#### Document passage:
=======
# 12 month rolling highs



## burrow (16 January 2014)

Each day, some newspapers list the ASX companies which have reached a rolling 12 month high. Can anybody point me to where I can source this info online?

Cheers,

Burrow.


----------



## WillyWonka (16 January 2014)

[SUP][/SUP]







burrow said:


> Each day, some newspapers list the ASX companies which have reached a rolling 12 month high. Can anybody point me to where I can source this info online?
> 
> Cheers,
> 
> Burrow.




You could use my spread sheet in the previous thread. Then all you would have to do is make a new column that =52high/last sale price. An answer of 1 would indicate it is selling at the 52 week high where as a number like .143 would indicate it is close to the 52 week low.


----------



## Valued (16 January 2014)

WillyWonka said:


> [SUP][/SUP]
> 
> You could use my spread sheet in the previous thread. Then all you would have to do is make a new column that =52high/last sale price. An answer of 1 would indicate it is selling at the 52 week high where as a number like .143 would indicate it is close to the 52 week low.




I tried that and couldn't figure it out lol.

You can do this with commsec, but it's not very user friendly. It has to be done via their interactive charts/ searching rather than their normal searching. You can't just search for 52 weeks highs but rather the ratio of the current price to the 52 week high, but it can be done.


----------



## skc (16 January 2014)

Try this

http://asxiq.com/


----------



## WillyWonka (16 January 2014)




----------



## piggybank (16 January 2014)

skc said:


> Try this
> 
> http://asxiq.com/




Hi skc,

I only got as far as looking at those gorgeous Asian beauties at the top of the page

On a more serious note. You can get the 52 weeks high from here - http://asxinvestordata.blogspot.com.au/2014/01/asx-rolling-52-week-highs-15-jan-2014.html

as well as these - which you (and others) may find useful.
=======
Carry on the forum thread about tracking ASX 12-month rolling highs, starting right after its final sentence.
=======
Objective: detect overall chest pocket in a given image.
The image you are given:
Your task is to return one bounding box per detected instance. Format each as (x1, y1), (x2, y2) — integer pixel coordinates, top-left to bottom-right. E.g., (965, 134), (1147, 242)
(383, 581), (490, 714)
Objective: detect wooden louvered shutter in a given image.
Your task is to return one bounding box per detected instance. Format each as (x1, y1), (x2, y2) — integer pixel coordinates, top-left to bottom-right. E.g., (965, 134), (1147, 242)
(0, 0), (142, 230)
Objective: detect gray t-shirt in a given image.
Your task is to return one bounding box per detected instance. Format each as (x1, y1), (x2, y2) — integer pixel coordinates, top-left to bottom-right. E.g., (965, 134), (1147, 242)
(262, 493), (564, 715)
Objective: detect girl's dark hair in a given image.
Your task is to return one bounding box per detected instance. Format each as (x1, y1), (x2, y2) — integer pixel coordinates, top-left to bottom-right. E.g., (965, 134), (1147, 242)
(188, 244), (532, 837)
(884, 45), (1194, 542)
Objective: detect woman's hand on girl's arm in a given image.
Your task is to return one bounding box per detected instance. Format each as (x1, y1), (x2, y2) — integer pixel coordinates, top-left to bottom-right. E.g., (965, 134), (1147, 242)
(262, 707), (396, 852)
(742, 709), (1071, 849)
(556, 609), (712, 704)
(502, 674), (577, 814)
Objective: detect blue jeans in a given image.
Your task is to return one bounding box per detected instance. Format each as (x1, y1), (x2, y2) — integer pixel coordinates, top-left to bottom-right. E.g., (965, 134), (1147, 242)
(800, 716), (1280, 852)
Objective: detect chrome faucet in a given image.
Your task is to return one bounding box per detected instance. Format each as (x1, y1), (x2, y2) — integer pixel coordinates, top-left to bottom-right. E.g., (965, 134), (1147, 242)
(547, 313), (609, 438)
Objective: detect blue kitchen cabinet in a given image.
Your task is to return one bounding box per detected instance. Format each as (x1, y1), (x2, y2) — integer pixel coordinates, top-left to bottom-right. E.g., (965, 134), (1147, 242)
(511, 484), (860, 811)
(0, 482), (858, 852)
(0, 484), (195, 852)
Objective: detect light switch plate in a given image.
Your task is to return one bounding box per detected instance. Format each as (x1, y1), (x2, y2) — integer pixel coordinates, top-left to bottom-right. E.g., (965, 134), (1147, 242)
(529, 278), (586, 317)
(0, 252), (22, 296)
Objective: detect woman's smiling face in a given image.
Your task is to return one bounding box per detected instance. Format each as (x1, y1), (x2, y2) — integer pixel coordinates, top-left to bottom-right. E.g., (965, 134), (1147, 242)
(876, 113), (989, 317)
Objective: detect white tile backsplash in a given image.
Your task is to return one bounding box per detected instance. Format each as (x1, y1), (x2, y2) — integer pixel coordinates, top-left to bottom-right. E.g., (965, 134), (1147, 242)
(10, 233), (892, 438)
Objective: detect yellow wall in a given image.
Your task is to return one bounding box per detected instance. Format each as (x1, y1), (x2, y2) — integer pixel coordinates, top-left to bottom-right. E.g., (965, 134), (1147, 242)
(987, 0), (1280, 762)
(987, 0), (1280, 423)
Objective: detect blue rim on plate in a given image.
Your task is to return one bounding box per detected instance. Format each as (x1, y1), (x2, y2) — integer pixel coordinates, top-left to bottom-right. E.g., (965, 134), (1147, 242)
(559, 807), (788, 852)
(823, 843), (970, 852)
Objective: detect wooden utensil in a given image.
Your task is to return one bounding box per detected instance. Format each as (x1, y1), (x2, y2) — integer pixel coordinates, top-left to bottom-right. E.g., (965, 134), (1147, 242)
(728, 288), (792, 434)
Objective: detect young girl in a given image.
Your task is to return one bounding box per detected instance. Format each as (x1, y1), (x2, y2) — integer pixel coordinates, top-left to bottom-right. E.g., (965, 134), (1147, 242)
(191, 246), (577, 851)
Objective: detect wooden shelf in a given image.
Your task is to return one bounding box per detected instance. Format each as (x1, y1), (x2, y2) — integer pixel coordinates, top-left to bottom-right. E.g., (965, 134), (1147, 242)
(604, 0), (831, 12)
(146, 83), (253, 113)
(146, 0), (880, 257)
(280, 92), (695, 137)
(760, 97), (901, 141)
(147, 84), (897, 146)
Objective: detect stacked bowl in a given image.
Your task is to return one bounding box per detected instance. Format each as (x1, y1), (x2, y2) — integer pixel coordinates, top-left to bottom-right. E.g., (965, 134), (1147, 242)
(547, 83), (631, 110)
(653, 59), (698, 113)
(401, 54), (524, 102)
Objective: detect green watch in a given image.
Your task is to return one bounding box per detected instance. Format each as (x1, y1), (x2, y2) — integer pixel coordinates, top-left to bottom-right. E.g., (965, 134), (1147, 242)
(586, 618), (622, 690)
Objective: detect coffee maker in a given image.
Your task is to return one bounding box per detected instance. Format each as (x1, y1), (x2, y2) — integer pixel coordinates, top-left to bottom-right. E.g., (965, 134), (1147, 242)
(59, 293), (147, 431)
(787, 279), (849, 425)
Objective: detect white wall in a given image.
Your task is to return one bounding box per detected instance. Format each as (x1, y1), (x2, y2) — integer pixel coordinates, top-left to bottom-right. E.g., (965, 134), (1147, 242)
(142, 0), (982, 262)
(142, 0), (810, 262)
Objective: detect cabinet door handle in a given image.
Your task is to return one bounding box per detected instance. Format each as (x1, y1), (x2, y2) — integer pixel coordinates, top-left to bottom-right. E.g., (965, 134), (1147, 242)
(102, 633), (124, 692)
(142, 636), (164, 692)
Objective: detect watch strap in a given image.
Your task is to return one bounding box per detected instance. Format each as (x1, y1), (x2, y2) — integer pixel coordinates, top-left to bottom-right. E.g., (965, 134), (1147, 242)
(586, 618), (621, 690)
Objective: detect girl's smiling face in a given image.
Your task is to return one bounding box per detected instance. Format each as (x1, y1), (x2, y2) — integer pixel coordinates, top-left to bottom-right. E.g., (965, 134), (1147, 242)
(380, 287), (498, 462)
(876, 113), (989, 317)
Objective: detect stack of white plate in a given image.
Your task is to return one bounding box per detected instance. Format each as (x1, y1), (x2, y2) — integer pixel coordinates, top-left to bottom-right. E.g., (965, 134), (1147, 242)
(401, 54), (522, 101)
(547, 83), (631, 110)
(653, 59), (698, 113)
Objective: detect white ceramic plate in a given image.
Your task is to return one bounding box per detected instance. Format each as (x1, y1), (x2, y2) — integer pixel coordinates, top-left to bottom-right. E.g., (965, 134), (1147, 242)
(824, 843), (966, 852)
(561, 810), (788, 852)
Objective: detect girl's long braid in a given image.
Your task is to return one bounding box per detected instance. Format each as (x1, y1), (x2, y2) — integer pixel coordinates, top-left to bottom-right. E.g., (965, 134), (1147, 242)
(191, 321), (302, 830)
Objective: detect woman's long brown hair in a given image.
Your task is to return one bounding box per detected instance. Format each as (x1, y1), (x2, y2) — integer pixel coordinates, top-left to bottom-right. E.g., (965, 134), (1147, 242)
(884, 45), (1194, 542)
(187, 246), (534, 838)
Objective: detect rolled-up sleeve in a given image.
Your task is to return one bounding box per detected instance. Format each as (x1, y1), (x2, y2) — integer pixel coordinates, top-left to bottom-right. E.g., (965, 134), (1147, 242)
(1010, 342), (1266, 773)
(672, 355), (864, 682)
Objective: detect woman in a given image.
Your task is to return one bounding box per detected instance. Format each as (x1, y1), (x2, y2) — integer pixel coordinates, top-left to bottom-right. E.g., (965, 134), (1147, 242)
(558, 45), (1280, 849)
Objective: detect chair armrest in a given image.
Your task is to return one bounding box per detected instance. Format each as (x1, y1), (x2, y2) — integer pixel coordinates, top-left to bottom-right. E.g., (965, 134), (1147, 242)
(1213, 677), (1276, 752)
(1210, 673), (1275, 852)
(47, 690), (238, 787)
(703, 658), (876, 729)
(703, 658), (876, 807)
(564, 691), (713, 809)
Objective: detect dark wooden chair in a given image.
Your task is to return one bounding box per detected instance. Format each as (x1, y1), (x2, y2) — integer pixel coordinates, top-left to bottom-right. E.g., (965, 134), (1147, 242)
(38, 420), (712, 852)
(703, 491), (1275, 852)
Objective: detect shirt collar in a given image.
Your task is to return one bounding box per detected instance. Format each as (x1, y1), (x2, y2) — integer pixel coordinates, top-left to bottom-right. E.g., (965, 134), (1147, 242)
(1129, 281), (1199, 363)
=======
#### Response for this exercise:
	

		
			
		

		
	
 - 

Regards
PB


----------



## tinhat (16 January 2014)

piggybank said:


> Hi skc,
> 
> I only got as far as looking at those gorgeous Asian beauties at the top of the page




Off topic...

A lot of people don't realise that google's ad platform delivers tailored advertising based on the user's individual surfing history. When I visit that page I get a boring ad for video conversion software. You're surfing habits might be more interesting than mine!


----------



## Valued (16 January 2014)

They are doing a poor job. My advertisment is for sportsbet. I went to that website the year before last to place one bet on the Melbourne cup. I won about $150 and never went back again. I don't even like sports.


----------



## skc (16 January 2014)

tinhat said:


> Off topic...
> 
> A lot of people don't realise that google's ad platform delivers tailored advertising based on the user's individual surfing history. When I visit that page I get a boring ad for video conversion software. You're surfing habits might be more interesting than mine!




Lol. I got Lenovo laptop ad... I've been searching for a laptop lately.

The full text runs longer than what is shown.